++++ The data
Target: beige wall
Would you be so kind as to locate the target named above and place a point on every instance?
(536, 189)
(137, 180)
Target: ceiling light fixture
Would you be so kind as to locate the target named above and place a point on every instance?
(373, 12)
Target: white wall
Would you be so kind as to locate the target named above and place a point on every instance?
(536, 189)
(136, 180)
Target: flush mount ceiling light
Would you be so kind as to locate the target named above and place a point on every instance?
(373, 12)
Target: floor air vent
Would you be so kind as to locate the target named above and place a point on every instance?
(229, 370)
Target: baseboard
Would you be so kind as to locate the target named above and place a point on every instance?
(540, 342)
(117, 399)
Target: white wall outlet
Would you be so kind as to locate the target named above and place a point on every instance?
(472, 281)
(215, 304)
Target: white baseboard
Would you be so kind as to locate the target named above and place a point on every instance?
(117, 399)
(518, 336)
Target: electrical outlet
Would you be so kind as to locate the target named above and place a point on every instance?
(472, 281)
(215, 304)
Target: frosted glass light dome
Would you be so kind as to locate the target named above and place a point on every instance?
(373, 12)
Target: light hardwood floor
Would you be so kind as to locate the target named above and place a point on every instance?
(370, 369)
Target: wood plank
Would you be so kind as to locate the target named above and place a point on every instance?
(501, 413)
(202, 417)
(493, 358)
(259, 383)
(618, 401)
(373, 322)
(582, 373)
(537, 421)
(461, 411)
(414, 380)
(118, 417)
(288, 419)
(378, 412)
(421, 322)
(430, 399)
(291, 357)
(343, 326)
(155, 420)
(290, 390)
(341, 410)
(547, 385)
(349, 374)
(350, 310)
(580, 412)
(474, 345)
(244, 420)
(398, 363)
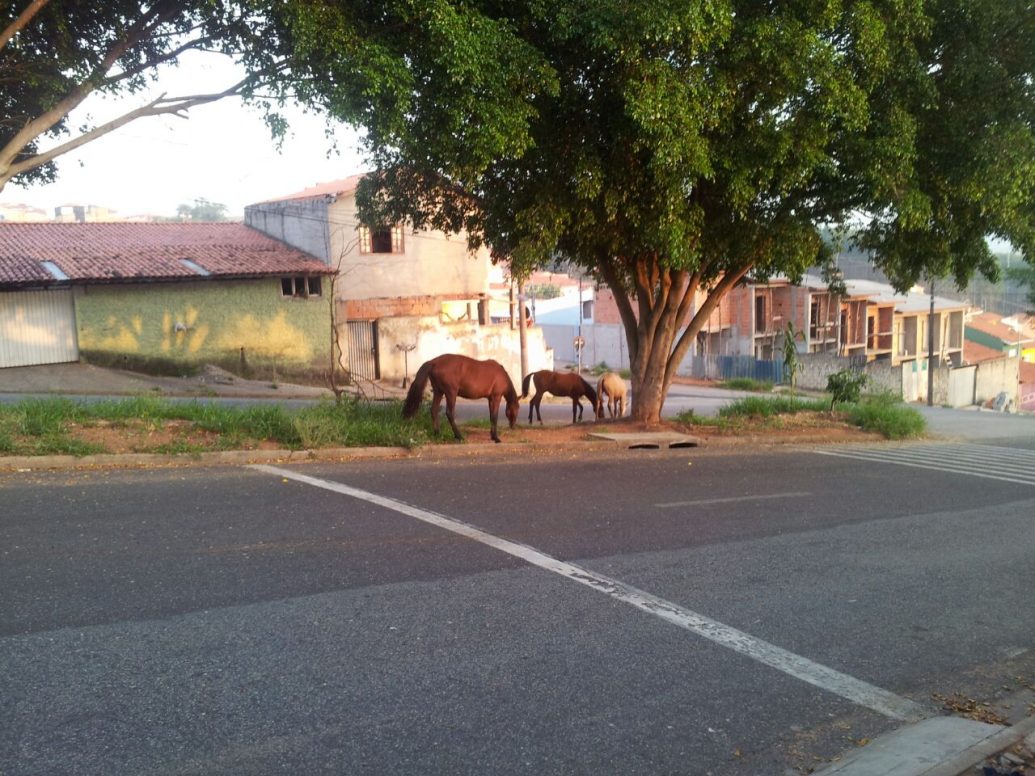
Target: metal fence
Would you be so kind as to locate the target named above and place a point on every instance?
(729, 367)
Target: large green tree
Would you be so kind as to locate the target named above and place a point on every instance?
(672, 147)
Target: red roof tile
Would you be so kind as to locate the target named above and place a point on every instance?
(99, 251)
(975, 353)
(334, 188)
(993, 324)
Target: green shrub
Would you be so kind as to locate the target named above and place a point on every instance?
(887, 416)
(768, 407)
(846, 386)
(748, 384)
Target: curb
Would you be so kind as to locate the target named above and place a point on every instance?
(963, 764)
(713, 445)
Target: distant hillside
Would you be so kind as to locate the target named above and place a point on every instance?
(1004, 297)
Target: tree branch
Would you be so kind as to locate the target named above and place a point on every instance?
(158, 107)
(32, 129)
(19, 24)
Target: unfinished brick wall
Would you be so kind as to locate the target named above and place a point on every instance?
(371, 309)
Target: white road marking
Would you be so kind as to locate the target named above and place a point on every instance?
(1005, 465)
(827, 679)
(698, 502)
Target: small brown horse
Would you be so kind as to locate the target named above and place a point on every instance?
(611, 383)
(452, 376)
(560, 384)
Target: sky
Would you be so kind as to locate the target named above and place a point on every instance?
(223, 152)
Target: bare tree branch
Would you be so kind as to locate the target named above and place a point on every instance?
(19, 24)
(157, 107)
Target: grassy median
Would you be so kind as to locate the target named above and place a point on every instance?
(46, 426)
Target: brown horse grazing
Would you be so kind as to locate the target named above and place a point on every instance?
(612, 384)
(453, 376)
(560, 384)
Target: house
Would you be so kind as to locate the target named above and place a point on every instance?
(161, 297)
(1008, 335)
(910, 312)
(401, 297)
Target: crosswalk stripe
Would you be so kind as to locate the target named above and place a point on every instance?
(1003, 464)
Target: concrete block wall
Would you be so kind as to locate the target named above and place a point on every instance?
(372, 309)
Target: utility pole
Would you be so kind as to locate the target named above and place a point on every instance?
(930, 346)
(523, 334)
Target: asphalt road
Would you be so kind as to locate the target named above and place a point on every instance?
(637, 613)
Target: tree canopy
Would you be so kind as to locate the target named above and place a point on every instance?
(674, 147)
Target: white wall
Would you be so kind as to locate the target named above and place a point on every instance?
(498, 341)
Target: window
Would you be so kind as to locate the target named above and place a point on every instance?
(381, 240)
(301, 286)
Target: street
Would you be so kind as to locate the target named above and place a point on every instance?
(659, 612)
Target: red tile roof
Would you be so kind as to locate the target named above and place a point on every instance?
(975, 353)
(104, 252)
(993, 324)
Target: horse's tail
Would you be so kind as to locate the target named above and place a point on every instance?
(416, 393)
(525, 384)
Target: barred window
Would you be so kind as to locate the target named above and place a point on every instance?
(301, 286)
(381, 239)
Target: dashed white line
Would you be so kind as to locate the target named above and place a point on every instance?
(823, 677)
(731, 499)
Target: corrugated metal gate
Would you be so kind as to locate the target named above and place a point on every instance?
(363, 356)
(37, 327)
(962, 383)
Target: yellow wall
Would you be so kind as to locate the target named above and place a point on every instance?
(205, 322)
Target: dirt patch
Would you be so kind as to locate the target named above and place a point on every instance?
(812, 427)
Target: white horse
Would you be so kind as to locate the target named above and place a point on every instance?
(614, 385)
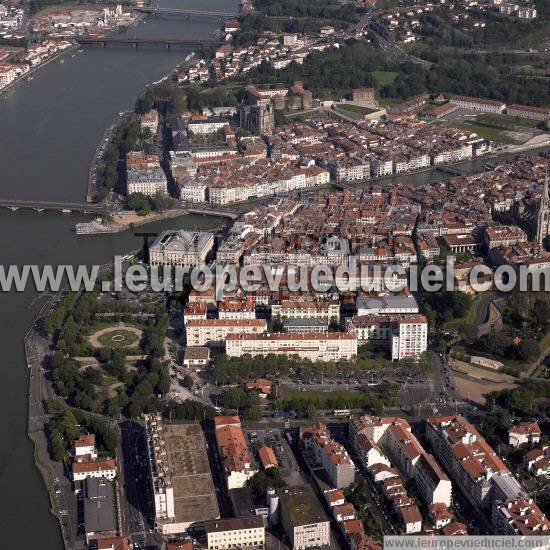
++++++++
## Aim
Copy out the rows from the line with "Target: horse's tail" through the end of the rows, both ends included, and leave the pictures out.

## Answer to the problem
Target: horse's tail
Would you be so kind as to locate the target named above and place a point on every instance?
(416, 393)
(525, 384)
Target: barred window
Would you be so kind as to locate the target named above and place a point on every instance?
(301, 286)
(381, 239)
Target: dashed white line
Would you be so kind as to locate the target named above and place a point on every instance?
(823, 677)
(731, 499)
Target: corrugated metal gate
Would you be so kind as to locate the target named above and place a point on every instance?
(363, 356)
(37, 327)
(962, 383)
Target: yellow wall
Would you be so kind as to locate the target named above and place a point on every instance?
(205, 322)
Target: dirt patch
Would you be so kind as to locate the target named above and place a point on every instance?
(812, 427)
Target: white horse
Would you be so kind as to locate the target named above and place a point on every instance?
(614, 385)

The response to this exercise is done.